[Data records]
· · ·

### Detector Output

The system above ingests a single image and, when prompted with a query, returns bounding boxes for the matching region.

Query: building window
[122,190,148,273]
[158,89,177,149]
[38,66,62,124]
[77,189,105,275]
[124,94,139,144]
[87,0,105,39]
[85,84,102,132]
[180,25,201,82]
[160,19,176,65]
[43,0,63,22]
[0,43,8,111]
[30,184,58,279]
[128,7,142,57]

· · ·

__Exercise directions__: Render every line of the listing above as a JSON array of strings, one string per line, with blank lines omitted.

__Solution__:
[
  "### Detector Output",
  "The system above ingests a single image and, when prompted with a query, returns bounding boxes for the matching region.",
  "Query: building window",
  "[122,190,148,273]",
  "[158,89,177,149]",
  "[38,66,62,124]",
  "[77,189,105,275]",
  "[124,94,139,144]",
  "[87,0,105,39]",
  "[85,84,102,132]",
  "[180,25,201,82]",
  "[160,19,176,65]",
  "[43,0,63,22]",
  "[0,43,8,111]",
  "[30,184,58,279]",
  "[128,7,142,57]"
]